**Task:**
Identify every line in the records below that contains the word "white", and copy each of those lines in full.

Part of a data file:
------------------------------------

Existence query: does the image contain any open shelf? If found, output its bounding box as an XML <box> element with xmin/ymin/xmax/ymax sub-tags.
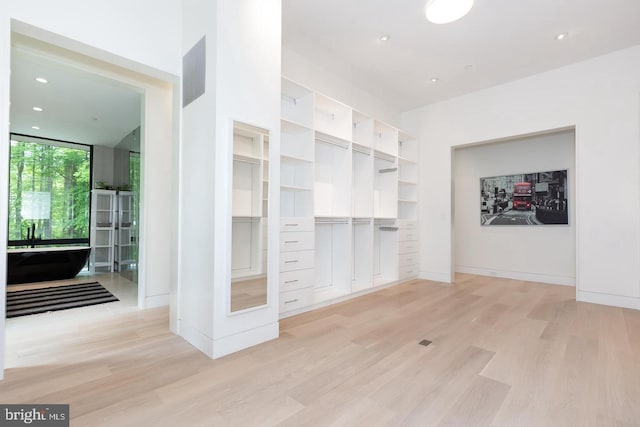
<box><xmin>352</xmin><ymin>111</ymin><xmax>373</xmax><ymax>147</ymax></box>
<box><xmin>351</xmin><ymin>218</ymin><xmax>373</xmax><ymax>292</ymax></box>
<box><xmin>314</xmin><ymin>135</ymin><xmax>351</xmax><ymax>217</ymax></box>
<box><xmin>373</xmin><ymin>220</ymin><xmax>398</xmax><ymax>286</ymax></box>
<box><xmin>373</xmin><ymin>155</ymin><xmax>398</xmax><ymax>218</ymax></box>
<box><xmin>351</xmin><ymin>150</ymin><xmax>373</xmax><ymax>218</ymax></box>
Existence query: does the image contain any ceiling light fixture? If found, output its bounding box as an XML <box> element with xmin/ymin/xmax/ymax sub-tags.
<box><xmin>425</xmin><ymin>0</ymin><xmax>473</xmax><ymax>24</ymax></box>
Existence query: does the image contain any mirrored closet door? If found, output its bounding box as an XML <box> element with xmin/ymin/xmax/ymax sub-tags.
<box><xmin>230</xmin><ymin>122</ymin><xmax>269</xmax><ymax>312</ymax></box>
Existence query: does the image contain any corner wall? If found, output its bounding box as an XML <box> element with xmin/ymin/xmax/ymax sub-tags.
<box><xmin>403</xmin><ymin>46</ymin><xmax>640</xmax><ymax>308</ymax></box>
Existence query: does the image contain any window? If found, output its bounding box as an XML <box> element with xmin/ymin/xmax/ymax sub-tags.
<box><xmin>8</xmin><ymin>134</ymin><xmax>91</xmax><ymax>246</ymax></box>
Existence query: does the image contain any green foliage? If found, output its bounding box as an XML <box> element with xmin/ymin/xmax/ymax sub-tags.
<box><xmin>9</xmin><ymin>137</ymin><xmax>91</xmax><ymax>240</ymax></box>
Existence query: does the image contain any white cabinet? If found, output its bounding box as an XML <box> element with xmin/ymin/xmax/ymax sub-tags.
<box><xmin>114</xmin><ymin>191</ymin><xmax>138</xmax><ymax>271</ymax></box>
<box><xmin>276</xmin><ymin>78</ymin><xmax>418</xmax><ymax>315</ymax></box>
<box><xmin>89</xmin><ymin>189</ymin><xmax>116</xmax><ymax>273</ymax></box>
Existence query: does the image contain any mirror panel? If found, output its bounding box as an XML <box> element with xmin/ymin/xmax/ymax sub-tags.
<box><xmin>230</xmin><ymin>122</ymin><xmax>269</xmax><ymax>312</ymax></box>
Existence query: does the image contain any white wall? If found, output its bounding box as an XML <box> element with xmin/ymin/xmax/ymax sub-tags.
<box><xmin>0</xmin><ymin>0</ymin><xmax>181</xmax><ymax>375</ymax></box>
<box><xmin>7</xmin><ymin>0</ymin><xmax>182</xmax><ymax>78</ymax></box>
<box><xmin>92</xmin><ymin>145</ymin><xmax>115</xmax><ymax>186</ymax></box>
<box><xmin>403</xmin><ymin>46</ymin><xmax>640</xmax><ymax>308</ymax></box>
<box><xmin>454</xmin><ymin>131</ymin><xmax>576</xmax><ymax>285</ymax></box>
<box><xmin>282</xmin><ymin>48</ymin><xmax>400</xmax><ymax>127</ymax></box>
<box><xmin>178</xmin><ymin>0</ymin><xmax>281</xmax><ymax>357</ymax></box>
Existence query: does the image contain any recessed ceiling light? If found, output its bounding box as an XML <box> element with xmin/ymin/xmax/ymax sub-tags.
<box><xmin>425</xmin><ymin>0</ymin><xmax>473</xmax><ymax>24</ymax></box>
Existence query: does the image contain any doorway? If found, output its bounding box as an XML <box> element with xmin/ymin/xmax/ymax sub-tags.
<box><xmin>0</xmin><ymin>26</ymin><xmax>178</xmax><ymax>374</ymax></box>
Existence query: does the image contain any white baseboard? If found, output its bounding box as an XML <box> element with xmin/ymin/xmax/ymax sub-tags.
<box><xmin>213</xmin><ymin>322</ymin><xmax>280</xmax><ymax>359</ymax></box>
<box><xmin>418</xmin><ymin>271</ymin><xmax>452</xmax><ymax>283</ymax></box>
<box><xmin>178</xmin><ymin>319</ymin><xmax>280</xmax><ymax>359</ymax></box>
<box><xmin>280</xmin><ymin>277</ymin><xmax>420</xmax><ymax>319</ymax></box>
<box><xmin>576</xmin><ymin>291</ymin><xmax>640</xmax><ymax>310</ymax></box>
<box><xmin>456</xmin><ymin>265</ymin><xmax>576</xmax><ymax>286</ymax></box>
<box><xmin>144</xmin><ymin>294</ymin><xmax>169</xmax><ymax>308</ymax></box>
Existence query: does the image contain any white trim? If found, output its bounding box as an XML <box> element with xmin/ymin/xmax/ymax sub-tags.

------------------------------------

**Task result:**
Existence query: does the image contain any white cabinet? If found, output its bounding box as an XML <box> element with xmin/ymin/xmax/ymax sub-tags.
Existence query: does the image contain any white wall? If found, output its bounding box as an XML <box> element with xmin/ymin/xmax/ymax sub-tags.
Existence query: does the image contain any white baseboard? If found, output its bounding box as an XML <box> element with xmin/ymin/xmax/ymax sub-tags.
Existence query: does the image contain any white trim? If found, output its bounding box as an XML <box> element with xmin/ymin/xmax/ymax sub-tags.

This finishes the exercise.